* _REQUEST_: Restate the entire listing word for word.

* _INPUT FOR THIS TASK_:

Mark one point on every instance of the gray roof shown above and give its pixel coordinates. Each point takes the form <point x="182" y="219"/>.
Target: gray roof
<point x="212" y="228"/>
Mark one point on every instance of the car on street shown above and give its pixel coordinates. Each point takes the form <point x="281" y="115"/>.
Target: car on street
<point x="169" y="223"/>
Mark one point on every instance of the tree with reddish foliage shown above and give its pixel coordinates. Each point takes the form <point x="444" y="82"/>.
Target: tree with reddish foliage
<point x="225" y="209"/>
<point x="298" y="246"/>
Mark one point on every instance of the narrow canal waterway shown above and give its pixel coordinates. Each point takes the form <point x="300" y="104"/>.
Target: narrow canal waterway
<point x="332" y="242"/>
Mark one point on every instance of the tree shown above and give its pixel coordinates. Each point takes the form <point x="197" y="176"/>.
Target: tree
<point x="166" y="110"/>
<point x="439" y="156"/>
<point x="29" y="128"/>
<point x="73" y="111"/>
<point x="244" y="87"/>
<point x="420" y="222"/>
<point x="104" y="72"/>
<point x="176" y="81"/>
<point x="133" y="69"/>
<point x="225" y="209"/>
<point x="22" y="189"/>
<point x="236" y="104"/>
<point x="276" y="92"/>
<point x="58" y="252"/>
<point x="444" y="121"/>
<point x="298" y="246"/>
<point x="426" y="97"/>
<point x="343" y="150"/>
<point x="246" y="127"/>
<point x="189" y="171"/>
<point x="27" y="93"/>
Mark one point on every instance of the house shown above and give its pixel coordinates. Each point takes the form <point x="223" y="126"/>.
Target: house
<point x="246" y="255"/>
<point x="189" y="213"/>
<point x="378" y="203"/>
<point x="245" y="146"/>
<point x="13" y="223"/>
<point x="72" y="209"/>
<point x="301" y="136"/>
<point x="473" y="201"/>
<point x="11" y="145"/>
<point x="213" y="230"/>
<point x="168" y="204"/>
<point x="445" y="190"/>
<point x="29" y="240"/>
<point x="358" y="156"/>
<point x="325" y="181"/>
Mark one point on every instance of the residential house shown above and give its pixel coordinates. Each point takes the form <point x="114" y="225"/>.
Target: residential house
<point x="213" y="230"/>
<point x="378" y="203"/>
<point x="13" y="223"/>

* _THE REPLY_:
Mark one point on every instance of the gray roof shown above and give its pixel coordinates. Each point takes the form <point x="182" y="219"/>.
Target: gray roof
<point x="212" y="228"/>
Mark one point on every instance of the car on street shown above and give its pixel coordinates. Each point takes the form <point x="281" y="115"/>.
Target: car on street
<point x="169" y="223"/>
Mark one point on every instance of the tree with reddish foliage shown above and give its pixel coordinates. Each point takes the form <point x="444" y="82"/>.
Target: tree with reddish foliage
<point x="225" y="209"/>
<point x="298" y="246"/>
Mark one point on every instance of the narrow canal waterway shown above and give its pixel coordinates. Each point takes the form <point x="300" y="104"/>.
Target: narrow canal waterway
<point x="332" y="242"/>
Mark one point on every instance of the tree shown above and give its pixel coordinates. Each point takes the form <point x="197" y="176"/>.
Target: tree
<point x="166" y="110"/>
<point x="439" y="156"/>
<point x="29" y="128"/>
<point x="73" y="111"/>
<point x="244" y="87"/>
<point x="420" y="222"/>
<point x="104" y="72"/>
<point x="176" y="81"/>
<point x="133" y="69"/>
<point x="225" y="209"/>
<point x="22" y="189"/>
<point x="236" y="104"/>
<point x="276" y="92"/>
<point x="58" y="252"/>
<point x="444" y="121"/>
<point x="298" y="246"/>
<point x="426" y="97"/>
<point x="343" y="150"/>
<point x="246" y="127"/>
<point x="189" y="171"/>
<point x="27" y="93"/>
Mark one point on every instance of the house shown above and give its pixel coordinates. Each point takes the form <point x="223" y="126"/>.
Target: house
<point x="246" y="255"/>
<point x="189" y="213"/>
<point x="378" y="203"/>
<point x="245" y="146"/>
<point x="13" y="223"/>
<point x="72" y="209"/>
<point x="301" y="136"/>
<point x="473" y="201"/>
<point x="11" y="145"/>
<point x="213" y="230"/>
<point x="168" y="204"/>
<point x="445" y="190"/>
<point x="29" y="240"/>
<point x="358" y="156"/>
<point x="325" y="181"/>
Mark one point on every instance of the residential house shown above and give its pixel coordinates. Each point takes the form <point x="114" y="225"/>.
Target: residential house
<point x="213" y="230"/>
<point x="378" y="203"/>
<point x="13" y="223"/>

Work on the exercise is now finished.